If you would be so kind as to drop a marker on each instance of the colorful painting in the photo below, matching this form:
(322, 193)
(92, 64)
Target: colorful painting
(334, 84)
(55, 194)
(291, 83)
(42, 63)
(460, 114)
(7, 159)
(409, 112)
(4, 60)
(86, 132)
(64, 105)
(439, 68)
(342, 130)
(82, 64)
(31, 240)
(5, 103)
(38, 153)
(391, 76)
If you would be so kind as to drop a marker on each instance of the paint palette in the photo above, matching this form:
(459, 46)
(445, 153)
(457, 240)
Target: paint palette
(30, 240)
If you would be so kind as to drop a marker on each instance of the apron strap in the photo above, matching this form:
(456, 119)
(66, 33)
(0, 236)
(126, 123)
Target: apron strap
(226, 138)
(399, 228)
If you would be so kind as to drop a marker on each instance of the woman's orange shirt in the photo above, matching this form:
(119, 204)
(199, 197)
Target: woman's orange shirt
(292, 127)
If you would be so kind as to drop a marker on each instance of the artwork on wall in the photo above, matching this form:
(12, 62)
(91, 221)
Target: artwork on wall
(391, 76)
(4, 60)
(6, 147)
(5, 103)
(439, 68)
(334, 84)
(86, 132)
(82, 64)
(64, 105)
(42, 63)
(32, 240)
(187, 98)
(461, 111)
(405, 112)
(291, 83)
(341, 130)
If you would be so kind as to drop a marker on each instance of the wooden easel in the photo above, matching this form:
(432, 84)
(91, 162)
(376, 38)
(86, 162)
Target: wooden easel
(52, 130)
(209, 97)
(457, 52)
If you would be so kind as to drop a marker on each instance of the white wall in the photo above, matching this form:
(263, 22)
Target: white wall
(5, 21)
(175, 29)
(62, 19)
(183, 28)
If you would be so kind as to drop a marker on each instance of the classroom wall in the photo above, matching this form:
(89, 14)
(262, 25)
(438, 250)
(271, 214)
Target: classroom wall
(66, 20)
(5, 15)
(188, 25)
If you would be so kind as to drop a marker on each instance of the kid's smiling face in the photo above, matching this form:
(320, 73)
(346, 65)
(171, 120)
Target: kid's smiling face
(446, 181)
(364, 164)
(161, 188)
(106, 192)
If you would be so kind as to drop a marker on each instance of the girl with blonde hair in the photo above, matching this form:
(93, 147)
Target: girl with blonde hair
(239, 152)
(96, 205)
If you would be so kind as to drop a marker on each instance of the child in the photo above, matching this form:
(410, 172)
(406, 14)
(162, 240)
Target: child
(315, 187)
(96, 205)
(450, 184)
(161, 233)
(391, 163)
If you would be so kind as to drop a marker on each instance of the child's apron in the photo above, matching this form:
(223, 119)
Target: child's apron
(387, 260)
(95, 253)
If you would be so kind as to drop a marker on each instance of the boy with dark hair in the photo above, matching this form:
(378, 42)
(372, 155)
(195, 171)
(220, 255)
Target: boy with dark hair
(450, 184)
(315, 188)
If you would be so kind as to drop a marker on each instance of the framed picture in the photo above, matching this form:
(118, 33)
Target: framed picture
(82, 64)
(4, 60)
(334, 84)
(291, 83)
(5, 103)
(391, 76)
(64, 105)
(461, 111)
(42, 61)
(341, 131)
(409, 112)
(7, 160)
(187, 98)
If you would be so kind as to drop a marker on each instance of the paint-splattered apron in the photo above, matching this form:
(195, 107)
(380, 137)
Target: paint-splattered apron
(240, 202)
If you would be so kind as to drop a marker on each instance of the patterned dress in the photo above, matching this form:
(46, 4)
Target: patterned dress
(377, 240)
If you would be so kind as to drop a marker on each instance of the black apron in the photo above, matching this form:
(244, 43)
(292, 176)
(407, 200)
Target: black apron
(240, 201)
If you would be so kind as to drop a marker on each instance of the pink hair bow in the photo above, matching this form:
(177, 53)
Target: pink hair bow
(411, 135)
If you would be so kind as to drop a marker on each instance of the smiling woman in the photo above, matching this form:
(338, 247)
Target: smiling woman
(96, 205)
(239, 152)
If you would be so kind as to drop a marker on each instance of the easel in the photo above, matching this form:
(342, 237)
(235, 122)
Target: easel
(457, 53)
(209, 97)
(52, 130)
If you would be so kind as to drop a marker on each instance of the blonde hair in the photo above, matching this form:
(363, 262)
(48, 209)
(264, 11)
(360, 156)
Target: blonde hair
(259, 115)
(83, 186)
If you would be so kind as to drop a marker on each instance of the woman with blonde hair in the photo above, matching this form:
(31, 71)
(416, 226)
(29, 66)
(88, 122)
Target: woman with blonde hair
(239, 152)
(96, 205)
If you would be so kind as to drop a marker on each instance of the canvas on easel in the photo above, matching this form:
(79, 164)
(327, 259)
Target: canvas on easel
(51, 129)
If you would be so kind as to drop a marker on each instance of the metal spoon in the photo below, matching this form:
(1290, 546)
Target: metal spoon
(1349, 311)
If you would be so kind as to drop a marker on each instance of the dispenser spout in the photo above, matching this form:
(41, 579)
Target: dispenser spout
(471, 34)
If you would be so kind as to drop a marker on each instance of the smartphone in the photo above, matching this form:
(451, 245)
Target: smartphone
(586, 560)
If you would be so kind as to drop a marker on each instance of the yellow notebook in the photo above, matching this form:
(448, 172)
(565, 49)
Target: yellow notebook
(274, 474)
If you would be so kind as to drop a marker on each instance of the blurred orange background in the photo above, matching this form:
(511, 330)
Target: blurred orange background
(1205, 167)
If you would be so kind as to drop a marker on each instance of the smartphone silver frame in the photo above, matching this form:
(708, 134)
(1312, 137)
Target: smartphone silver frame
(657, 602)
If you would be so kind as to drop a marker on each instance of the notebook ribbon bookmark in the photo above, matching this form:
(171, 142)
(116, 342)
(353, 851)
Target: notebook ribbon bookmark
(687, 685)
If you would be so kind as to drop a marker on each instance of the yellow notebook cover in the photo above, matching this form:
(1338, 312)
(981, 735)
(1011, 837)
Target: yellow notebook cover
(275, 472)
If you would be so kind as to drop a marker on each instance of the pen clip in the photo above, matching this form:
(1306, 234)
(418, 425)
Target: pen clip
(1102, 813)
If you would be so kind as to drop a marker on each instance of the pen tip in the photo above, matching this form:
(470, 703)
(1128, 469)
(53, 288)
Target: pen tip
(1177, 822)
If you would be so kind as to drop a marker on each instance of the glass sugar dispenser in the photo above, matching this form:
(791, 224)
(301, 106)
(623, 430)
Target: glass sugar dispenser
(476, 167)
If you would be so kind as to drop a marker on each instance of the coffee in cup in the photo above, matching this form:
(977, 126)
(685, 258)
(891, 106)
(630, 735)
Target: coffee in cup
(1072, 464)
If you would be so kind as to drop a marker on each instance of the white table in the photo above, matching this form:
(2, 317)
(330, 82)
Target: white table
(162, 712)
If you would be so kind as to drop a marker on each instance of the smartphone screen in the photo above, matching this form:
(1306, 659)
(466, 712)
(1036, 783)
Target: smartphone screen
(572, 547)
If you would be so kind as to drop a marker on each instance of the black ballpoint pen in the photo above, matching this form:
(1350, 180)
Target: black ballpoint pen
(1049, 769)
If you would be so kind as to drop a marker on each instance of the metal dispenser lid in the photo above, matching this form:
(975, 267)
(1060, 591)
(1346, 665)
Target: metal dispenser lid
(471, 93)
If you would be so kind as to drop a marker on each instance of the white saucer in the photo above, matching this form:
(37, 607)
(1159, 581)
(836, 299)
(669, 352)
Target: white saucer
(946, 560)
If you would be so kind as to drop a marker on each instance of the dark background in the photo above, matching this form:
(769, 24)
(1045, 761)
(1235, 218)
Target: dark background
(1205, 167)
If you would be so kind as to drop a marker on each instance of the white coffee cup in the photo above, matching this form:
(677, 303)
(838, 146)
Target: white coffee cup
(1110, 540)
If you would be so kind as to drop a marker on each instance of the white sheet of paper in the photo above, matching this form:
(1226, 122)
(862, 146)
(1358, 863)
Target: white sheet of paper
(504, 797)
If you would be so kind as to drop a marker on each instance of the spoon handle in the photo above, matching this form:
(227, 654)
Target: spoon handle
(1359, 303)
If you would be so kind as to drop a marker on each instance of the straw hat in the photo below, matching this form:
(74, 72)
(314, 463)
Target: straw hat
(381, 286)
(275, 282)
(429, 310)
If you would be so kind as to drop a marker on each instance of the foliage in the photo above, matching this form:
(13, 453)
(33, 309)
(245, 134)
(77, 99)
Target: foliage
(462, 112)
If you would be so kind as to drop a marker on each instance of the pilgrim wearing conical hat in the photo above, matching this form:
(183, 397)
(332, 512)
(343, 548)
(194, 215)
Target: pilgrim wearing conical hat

▸ **EXERCISE AIM**
Reproduce the lines from the one containing "of the spoon" to the end of the entries, keeping both ends and adding nothing.

▸ **EXPECTED ANSWER**
If you would be so kind as to drop a marker on each instance of the spoon handle in the photo above, matching this form:
(227, 654)
Target: spoon handle
(1359, 303)
If you would be so kind as to drop a marker on each instance of the straw hat in the photo below, matching this form:
(74, 72)
(314, 463)
Target: straw hat
(381, 286)
(275, 282)
(429, 310)
If you would be so kind as to drop a marker on each instance of the foliage in the photo above, matching this form:
(13, 453)
(33, 309)
(245, 134)
(77, 99)
Target: foliage
(462, 112)
If you would be so kind as to drop a marker on each instance of the pilgrim wearing conical hat in the photo above, matching this form:
(183, 397)
(332, 512)
(343, 548)
(194, 215)
Target: pilgrim wearing conical hat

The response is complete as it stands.